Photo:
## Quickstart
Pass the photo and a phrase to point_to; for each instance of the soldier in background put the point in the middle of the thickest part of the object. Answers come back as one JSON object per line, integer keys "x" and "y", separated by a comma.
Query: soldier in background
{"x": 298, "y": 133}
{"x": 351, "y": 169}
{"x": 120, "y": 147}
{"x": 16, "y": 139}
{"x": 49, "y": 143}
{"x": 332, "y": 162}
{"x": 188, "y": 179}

---

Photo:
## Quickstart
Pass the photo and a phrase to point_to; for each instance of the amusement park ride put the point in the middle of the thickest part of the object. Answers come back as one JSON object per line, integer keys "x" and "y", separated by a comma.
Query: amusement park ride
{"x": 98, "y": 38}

...

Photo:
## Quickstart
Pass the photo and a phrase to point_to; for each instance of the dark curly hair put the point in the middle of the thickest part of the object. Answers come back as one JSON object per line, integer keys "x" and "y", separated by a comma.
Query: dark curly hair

QUÉ SE PIDE: Reúne y copia cada línea de los datos anteriores que contenga la palabra "ride". Distingue entre mayúsculas y minúsculas.

PROBLEMA RESUELTO:
Pass the photo and a phrase to point_to; for each instance of the amusement park ride put the point in the middle of the thickest part of the object. Answers come back as one JSON object per line, integer keys "x" and "y", separated by a comma.
Query: amusement park ride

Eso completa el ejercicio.